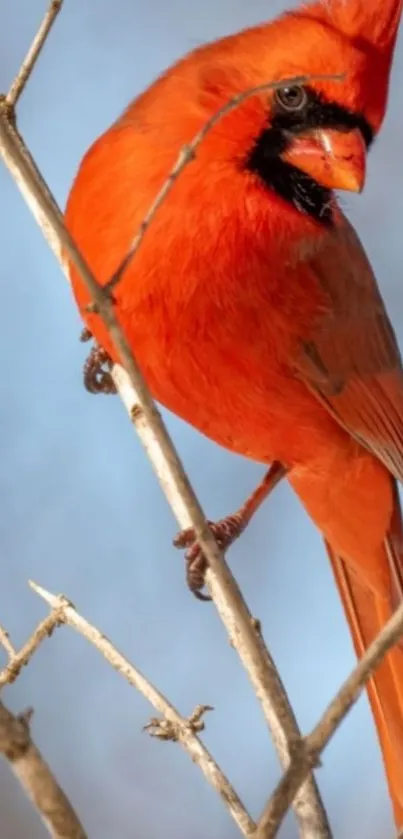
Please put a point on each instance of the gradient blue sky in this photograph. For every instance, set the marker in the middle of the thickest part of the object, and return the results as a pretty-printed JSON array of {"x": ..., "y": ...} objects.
[{"x": 83, "y": 514}]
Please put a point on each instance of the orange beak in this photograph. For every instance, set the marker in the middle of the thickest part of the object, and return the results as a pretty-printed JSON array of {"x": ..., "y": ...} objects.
[{"x": 335, "y": 159}]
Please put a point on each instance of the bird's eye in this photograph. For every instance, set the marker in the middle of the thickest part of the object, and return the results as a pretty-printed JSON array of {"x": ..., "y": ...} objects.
[{"x": 291, "y": 98}]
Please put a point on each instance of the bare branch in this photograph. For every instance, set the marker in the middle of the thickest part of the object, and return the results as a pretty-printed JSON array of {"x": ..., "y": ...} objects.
[
  {"x": 6, "y": 643},
  {"x": 20, "y": 659},
  {"x": 184, "y": 730},
  {"x": 318, "y": 739},
  {"x": 36, "y": 778},
  {"x": 188, "y": 153},
  {"x": 33, "y": 53},
  {"x": 175, "y": 484}
]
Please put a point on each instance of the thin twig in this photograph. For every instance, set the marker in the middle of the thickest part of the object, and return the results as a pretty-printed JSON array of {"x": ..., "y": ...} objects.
[
  {"x": 318, "y": 739},
  {"x": 188, "y": 153},
  {"x": 33, "y": 53},
  {"x": 183, "y": 730},
  {"x": 22, "y": 657},
  {"x": 174, "y": 481},
  {"x": 35, "y": 777},
  {"x": 6, "y": 643}
]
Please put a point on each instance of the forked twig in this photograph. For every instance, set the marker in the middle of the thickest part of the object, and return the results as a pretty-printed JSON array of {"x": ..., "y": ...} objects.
[
  {"x": 33, "y": 53},
  {"x": 182, "y": 730},
  {"x": 338, "y": 708}
]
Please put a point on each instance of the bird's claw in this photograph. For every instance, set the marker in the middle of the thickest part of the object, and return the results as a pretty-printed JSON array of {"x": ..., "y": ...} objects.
[{"x": 224, "y": 531}]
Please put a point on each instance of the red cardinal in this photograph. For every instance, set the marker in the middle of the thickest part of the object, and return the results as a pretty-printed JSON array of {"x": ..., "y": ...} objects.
[{"x": 251, "y": 304}]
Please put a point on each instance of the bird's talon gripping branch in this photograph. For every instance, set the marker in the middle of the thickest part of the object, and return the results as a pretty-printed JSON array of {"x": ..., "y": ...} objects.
[{"x": 225, "y": 531}]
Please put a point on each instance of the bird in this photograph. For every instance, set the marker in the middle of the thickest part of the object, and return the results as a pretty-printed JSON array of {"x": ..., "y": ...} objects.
[{"x": 251, "y": 305}]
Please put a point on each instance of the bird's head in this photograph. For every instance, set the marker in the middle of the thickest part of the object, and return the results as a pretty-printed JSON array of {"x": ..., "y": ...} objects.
[{"x": 305, "y": 140}]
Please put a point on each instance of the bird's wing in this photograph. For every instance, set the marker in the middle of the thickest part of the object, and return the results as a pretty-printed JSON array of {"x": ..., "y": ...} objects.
[{"x": 351, "y": 361}]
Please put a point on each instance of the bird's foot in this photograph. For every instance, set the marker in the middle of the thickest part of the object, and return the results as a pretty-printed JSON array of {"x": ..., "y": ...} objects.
[{"x": 225, "y": 532}]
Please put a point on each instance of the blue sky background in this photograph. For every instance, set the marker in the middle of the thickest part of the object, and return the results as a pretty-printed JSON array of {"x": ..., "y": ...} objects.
[{"x": 83, "y": 514}]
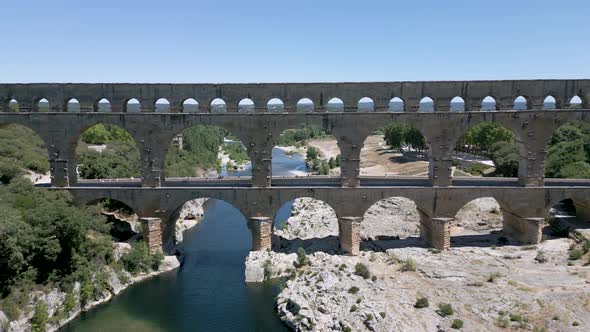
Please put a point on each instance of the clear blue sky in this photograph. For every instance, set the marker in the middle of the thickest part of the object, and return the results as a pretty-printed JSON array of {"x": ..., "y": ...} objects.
[{"x": 292, "y": 41}]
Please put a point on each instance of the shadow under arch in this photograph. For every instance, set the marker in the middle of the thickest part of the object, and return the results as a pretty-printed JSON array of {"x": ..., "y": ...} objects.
[
  {"x": 479, "y": 223},
  {"x": 392, "y": 222},
  {"x": 221, "y": 220},
  {"x": 105, "y": 151},
  {"x": 396, "y": 151},
  {"x": 21, "y": 147},
  {"x": 203, "y": 152},
  {"x": 305, "y": 222}
]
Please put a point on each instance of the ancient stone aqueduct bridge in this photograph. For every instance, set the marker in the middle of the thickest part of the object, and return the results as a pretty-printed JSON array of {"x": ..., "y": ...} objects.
[{"x": 524, "y": 201}]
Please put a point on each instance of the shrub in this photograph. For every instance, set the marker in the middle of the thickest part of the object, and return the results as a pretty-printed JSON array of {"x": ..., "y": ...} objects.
[
  {"x": 409, "y": 265},
  {"x": 353, "y": 290},
  {"x": 362, "y": 270},
  {"x": 445, "y": 309},
  {"x": 40, "y": 317},
  {"x": 302, "y": 259},
  {"x": 457, "y": 324},
  {"x": 421, "y": 302}
]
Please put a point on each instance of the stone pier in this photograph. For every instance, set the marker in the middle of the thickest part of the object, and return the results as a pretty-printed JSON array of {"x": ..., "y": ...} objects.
[
  {"x": 436, "y": 232},
  {"x": 152, "y": 233},
  {"x": 349, "y": 233},
  {"x": 261, "y": 228}
]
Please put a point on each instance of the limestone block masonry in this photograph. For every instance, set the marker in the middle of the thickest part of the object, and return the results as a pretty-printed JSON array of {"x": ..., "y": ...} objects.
[{"x": 524, "y": 200}]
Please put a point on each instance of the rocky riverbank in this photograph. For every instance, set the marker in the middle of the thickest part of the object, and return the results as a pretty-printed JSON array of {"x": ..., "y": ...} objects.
[
  {"x": 490, "y": 283},
  {"x": 62, "y": 306}
]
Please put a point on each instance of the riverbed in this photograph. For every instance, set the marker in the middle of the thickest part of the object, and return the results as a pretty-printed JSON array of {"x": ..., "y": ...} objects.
[{"x": 208, "y": 292}]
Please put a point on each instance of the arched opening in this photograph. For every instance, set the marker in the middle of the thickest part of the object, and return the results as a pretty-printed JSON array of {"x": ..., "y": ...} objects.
[
  {"x": 306, "y": 151},
  {"x": 246, "y": 105},
  {"x": 73, "y": 105},
  {"x": 123, "y": 221},
  {"x": 13, "y": 106},
  {"x": 305, "y": 105},
  {"x": 576, "y": 102},
  {"x": 457, "y": 104},
  {"x": 106, "y": 151},
  {"x": 206, "y": 152},
  {"x": 23, "y": 153},
  {"x": 391, "y": 222},
  {"x": 487, "y": 149},
  {"x": 395, "y": 151},
  {"x": 426, "y": 105},
  {"x": 133, "y": 106},
  {"x": 42, "y": 105},
  {"x": 478, "y": 223},
  {"x": 366, "y": 104},
  {"x": 488, "y": 104},
  {"x": 103, "y": 106},
  {"x": 520, "y": 103},
  {"x": 568, "y": 152},
  {"x": 190, "y": 105},
  {"x": 218, "y": 106},
  {"x": 275, "y": 105},
  {"x": 549, "y": 103},
  {"x": 396, "y": 104},
  {"x": 335, "y": 105},
  {"x": 162, "y": 105},
  {"x": 295, "y": 219}
]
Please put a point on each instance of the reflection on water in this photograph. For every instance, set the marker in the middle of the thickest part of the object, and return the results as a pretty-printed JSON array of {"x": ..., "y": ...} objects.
[{"x": 208, "y": 292}]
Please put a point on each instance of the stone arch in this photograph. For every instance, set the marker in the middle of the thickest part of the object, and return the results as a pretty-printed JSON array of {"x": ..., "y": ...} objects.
[
  {"x": 566, "y": 153},
  {"x": 105, "y": 151},
  {"x": 21, "y": 139},
  {"x": 246, "y": 105},
  {"x": 275, "y": 105},
  {"x": 73, "y": 105},
  {"x": 391, "y": 219},
  {"x": 13, "y": 105},
  {"x": 132, "y": 105},
  {"x": 102, "y": 105},
  {"x": 335, "y": 105},
  {"x": 474, "y": 151},
  {"x": 305, "y": 105},
  {"x": 200, "y": 152},
  {"x": 550, "y": 103},
  {"x": 310, "y": 223},
  {"x": 218, "y": 105},
  {"x": 577, "y": 102},
  {"x": 407, "y": 155},
  {"x": 305, "y": 150},
  {"x": 162, "y": 105},
  {"x": 457, "y": 104},
  {"x": 41, "y": 105},
  {"x": 489, "y": 103},
  {"x": 190, "y": 105},
  {"x": 366, "y": 104},
  {"x": 521, "y": 103},
  {"x": 396, "y": 104},
  {"x": 479, "y": 222},
  {"x": 427, "y": 104}
]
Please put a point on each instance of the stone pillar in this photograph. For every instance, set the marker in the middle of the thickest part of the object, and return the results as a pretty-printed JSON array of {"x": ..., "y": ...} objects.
[
  {"x": 59, "y": 173},
  {"x": 152, "y": 233},
  {"x": 349, "y": 234},
  {"x": 525, "y": 230},
  {"x": 436, "y": 232},
  {"x": 261, "y": 228}
]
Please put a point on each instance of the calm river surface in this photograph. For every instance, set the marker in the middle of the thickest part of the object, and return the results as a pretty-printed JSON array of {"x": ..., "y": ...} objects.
[{"x": 208, "y": 292}]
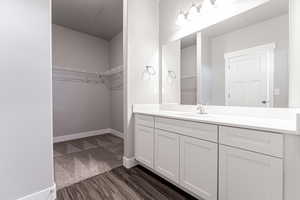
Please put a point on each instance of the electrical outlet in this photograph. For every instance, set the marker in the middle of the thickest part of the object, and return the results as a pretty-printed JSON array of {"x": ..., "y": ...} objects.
[{"x": 298, "y": 122}]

==============================

» **What to do**: All lines from the one containing "Please put a point on each instance of the calm" through the end of the entries, both ends included, should be written out exactly, with no pictures.

» **Completed task**:
Please put a point on each instance of the calm river surface in this photograph. For every instance, set the marker in the middle of the thickest part of the object, and return the results as a pretty-printed JSON array of {"x": ..., "y": ...} objects.
[{"x": 208, "y": 292}]
Please put a point on each instance of the electrical outlet in this photograph. For every instance, set the marker in the middle of the thickest part of the object, and return the results as a pretty-printed JSON array of {"x": ..., "y": ...} objects.
[{"x": 298, "y": 122}]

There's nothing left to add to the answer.